Nel ’74, alla morte di Luigi Tonini, gli subentrerà il figlio Carlo che, nella sua monumentale storia della Coltura riminese (1884), soprattutto per i limiti cronologici impostisi, cita Bianchi quasi di sfuggita. Una prima volta, trattando di un manoscritto di Sebastiano Bovio de’ Gherardi del 1543, scrive che esso "giovò alle dotte investigazioni di Antonio Bianchi", riguardo al quale il lettore che non sa nulla, viene lasciato in felice ignoranza (cfr. parte i, p. 427). La seconda, è nell'elenco dei "Letterati riminesi del secolo xix" (parte ii, p. 698).

 

 

Nel 1959 Mario Zuffa, anch'egli bibliotecario della Gambalunghiana (8), va a scoprire aspetti inesplorati della figura di Bianchi, attraverso una Cronaca riminese 1830-32, rimasta "inedita ed inutilizzata, mentre avrebbe potuto servire, non tanto ad illustrare meglio la figura del suo autore -che pur lo meriterebbe- quanto come fonte storica per la conoscenza dell'opinione pubblica prima e dopo la rivoluzione del ’31" (Zuffa Pensieri, p. 392).

Sino al 1959 ed al saggio di Zuffa, nessuno studio aveva cercato di illuminare l'opera e le idee di Bianchi che da vivo, per umiltà e modestia secondo Luigi Tonini (ma non escluderemmo anche motivi di censura, per certe pagine sulle vicende della Chiesa come istituzione politica), non stampò i propri scritti; e che da morto fu lasciato nel solenne dimenticatoio degli scaffali.

L'unico ad interessarsi per una pubblicazione "in cinquecento copie delle due imprese scientifiche più impegnative" di Bianchi, cioè "la trascrizione degli Statuti municipali e il corpus delle epigrafi riminesi", è stato lo stesso Luigi Tonini, come si ricava da un preventivo di spesa per tale edizione, rintracciato dall'attuale direttore della Gambalunghiana, Piero Meldini, e citato nella presentazione di un'altra piccola serie di pagine inedite di Bianchi, raccolte sotto il titolo di Guida pe’ forastieri (Rimini 1993). Titolo che è stato riproposto in modo quasi identico dallo stesso Luigi Tonini nel 1864 con la ben più consistente Guida del forestiere nella città di Rimini, primo esempio di pubblicazione moderna per visitatori ed ospiti interessati a conoscere il volto antico e moderno della nuova stazione balneare, il cui primo stabilimento marittimo era sorto nel 1843. (9)

#### MATERIALE FORNITO
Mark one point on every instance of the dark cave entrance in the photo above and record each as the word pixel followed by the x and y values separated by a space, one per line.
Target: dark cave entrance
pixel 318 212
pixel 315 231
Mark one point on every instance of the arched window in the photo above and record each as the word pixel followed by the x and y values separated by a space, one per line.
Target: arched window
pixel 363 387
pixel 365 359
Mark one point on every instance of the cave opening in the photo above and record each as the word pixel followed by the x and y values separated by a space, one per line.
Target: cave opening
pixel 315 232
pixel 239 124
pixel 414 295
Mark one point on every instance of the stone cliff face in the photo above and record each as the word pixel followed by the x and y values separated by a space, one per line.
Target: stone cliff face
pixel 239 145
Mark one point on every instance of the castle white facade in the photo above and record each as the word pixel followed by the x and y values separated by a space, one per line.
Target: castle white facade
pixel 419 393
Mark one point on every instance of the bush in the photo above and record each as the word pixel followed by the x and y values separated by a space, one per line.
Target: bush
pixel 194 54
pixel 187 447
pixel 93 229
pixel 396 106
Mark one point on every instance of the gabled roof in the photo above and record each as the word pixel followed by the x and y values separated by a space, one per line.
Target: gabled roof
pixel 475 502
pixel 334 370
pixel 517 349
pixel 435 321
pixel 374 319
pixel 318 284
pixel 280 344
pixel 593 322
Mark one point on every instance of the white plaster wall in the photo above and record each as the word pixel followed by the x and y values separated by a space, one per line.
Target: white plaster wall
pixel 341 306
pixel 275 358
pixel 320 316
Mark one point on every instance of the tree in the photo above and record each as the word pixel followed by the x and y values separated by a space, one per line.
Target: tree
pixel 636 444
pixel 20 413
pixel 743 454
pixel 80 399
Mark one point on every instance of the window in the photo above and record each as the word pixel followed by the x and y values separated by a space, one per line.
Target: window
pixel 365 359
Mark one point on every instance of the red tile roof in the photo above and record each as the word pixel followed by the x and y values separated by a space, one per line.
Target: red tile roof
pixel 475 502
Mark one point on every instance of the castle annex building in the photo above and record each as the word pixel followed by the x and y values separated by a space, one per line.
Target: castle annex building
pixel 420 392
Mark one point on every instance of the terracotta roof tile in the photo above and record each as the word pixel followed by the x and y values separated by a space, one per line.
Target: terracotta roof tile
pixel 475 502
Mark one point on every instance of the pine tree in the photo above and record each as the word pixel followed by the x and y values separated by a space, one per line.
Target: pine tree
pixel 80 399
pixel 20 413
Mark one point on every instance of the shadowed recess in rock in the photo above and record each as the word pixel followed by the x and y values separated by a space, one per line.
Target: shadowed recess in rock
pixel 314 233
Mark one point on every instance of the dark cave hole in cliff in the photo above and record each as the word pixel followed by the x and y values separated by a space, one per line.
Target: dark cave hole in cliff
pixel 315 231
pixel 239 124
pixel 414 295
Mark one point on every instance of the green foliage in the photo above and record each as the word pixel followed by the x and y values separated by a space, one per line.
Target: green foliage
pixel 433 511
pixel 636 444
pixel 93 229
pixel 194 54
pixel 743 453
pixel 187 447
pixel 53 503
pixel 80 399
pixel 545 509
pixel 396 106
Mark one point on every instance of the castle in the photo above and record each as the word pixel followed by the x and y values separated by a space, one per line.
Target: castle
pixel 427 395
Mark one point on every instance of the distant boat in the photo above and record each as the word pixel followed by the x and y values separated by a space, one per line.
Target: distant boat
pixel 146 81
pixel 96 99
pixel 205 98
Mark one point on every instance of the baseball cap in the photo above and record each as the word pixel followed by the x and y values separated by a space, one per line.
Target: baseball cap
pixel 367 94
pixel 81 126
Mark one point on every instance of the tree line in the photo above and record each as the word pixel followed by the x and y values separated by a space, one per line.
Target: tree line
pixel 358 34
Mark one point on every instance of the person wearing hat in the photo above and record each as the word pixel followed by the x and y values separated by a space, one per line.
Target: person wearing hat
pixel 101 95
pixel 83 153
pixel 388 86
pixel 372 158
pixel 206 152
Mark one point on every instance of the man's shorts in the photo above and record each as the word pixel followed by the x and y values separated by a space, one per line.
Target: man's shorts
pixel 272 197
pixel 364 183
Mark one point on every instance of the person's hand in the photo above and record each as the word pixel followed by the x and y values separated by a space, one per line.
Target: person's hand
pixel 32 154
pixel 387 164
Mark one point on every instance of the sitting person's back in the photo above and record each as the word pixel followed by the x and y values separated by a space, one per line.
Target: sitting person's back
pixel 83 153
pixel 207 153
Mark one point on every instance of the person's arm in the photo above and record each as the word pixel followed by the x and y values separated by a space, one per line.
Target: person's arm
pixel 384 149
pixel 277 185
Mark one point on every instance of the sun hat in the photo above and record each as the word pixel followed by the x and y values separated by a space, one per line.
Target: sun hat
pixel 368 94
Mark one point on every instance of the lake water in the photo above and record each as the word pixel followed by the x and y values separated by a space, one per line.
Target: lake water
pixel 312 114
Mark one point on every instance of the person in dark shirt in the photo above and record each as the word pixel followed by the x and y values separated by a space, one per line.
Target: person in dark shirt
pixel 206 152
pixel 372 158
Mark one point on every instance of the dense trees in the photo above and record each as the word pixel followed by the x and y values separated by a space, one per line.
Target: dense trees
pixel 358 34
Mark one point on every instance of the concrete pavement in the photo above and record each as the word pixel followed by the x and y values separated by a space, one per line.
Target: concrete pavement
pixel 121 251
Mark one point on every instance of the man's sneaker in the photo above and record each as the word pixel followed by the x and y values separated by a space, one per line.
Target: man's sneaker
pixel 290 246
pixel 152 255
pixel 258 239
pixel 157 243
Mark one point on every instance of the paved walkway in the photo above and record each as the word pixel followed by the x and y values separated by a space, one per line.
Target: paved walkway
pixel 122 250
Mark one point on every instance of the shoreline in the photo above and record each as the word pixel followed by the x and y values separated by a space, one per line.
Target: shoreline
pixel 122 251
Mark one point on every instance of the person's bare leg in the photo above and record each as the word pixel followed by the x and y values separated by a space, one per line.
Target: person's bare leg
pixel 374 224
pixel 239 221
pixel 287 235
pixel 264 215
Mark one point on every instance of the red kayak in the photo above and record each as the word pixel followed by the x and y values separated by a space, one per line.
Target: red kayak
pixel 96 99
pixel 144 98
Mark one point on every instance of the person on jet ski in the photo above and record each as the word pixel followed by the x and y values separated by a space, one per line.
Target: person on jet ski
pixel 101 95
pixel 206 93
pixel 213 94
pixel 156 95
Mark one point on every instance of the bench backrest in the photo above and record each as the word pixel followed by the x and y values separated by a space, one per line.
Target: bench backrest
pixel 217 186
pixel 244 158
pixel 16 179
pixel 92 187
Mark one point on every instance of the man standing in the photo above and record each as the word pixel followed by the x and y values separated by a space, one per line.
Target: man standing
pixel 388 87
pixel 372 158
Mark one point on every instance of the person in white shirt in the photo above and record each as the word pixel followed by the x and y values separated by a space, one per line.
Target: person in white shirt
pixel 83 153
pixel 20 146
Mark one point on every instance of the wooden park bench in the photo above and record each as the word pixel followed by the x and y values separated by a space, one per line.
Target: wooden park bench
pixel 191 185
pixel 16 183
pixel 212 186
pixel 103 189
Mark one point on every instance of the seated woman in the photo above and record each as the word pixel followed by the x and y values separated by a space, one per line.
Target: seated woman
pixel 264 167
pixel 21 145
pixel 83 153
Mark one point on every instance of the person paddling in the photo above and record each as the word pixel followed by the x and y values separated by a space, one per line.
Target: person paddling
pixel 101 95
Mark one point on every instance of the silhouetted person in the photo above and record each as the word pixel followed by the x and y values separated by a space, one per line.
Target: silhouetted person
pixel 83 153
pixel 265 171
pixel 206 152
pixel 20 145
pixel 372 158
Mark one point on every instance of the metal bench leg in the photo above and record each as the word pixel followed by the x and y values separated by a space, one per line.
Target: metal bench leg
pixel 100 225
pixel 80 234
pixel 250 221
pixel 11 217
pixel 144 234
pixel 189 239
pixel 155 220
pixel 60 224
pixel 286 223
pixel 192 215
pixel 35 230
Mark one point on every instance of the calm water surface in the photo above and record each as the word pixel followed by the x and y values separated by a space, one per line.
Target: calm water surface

#### ESERCIZIO ASSEGNATO A
Rispondi alle seguenti domande sul brano su Antonio Bianchi:
(i) In quale anno uscì la storia della Coltura riminese di Carlo Tonini?
(ii) Quale scritto di Bianchi fu esaminato da Mario Zuffa nel 1959?
(iii) In quale anno sorse il primo stabilimento marittimo di Rimini?
#### ESERCIZIO ASSEGNATO B
Scrivi il seguito del brano su Antonio Bianchi, riprendendo dopo la sua ultima frase.

#### RISULTATO A
(i) Nel 1884.
(ii) Una Cronaca riminese 1830-32, rimasta inedita.
(iii) Nel 1843.

#### RISULTATO B
Il predecessore di Bianchi alla Gambalunghiana era stato Luigi Nardi che ricoprì l'incarico dal 1818 sino alla morte, avvenuta il 5 giugno 1837 a sessant'anni. Sacerdote dai molti interessi, Nardi fu attento al culto della tradizione antiquaria, caratteristica della cosiddetta Scuola classica romagnola. Era originario, al pari di Bianchi, di Savignano che fu madre di molti ingegni, ed è tuttora sede della Rubiconia Accademia dei Filopatridi tra i cui fondatori risulta, nel 1801, lo stesso Nardi. (10) Il quale, prima di dedicarsi toto corde alla cura della Gambalunghiana, fu dal 1813 al ’28 arciprete della chiesa riminese di San Giovanni Evangelista, detta di Sant'Agostino dal nome degli Eremitani che vi officiarono sino alla soppressione del loro Ordine (1797). Sulla sua tomba, che si trova nella stessa chiesa, Nardi volle che fossero incise queste parole:

"Spes † unica - Ad un povero prete qui sepolto requiem æternam".

A differenza di Bianchi, Nardi aveva pubblicato molto. La fama conquistata attraverso gli scritti e gli scambi epistolari con i "più insigni rappresentanti della cultura sacra e profana del tempo" (11), e l'attenzione dedicata agli studi, non attenuarono mai in lui la pietà religiosa. Il suo carattere ed il suo stile di vita ci sono restituiti interi da questo passaggio di una lettera del 13 luglio 1835, indirizzata a Monaldo Leopardi: "Io non cerco che una nicchia oscura e pacifica pe’ miei lavori, e per attendere più seriamente a prepararmi alla morte". (12)

 

 

Quell'epigrafe così eloquente nel suo silenzio, appare in significativo contrasto con il monumento che nella stessa chiesa raccoglie i resti mortali di Iano Planco, uno dei protagonisti della cultura italiana del Settecento. Monumento che rispecchia la vita di un uomo il quale era stato ambizioso all'eccesso, e si era considerato inarrivabile exemplum di dottrina e di sapienza universali. (13) Se Nardi volle che le poche parole della propria semplice pietra tombale fossero un inno alla fede ed un'attestazione della speranza nella redenzione della Croce, Planco invece aveva cercato per il proprio solenne sarcofago una frase dotta, ripresa da un'iscrizione medievale da lui stesso scoperta: "Credo quia Redemptor meus vivit et in novissimo die suscitabit me…" (14).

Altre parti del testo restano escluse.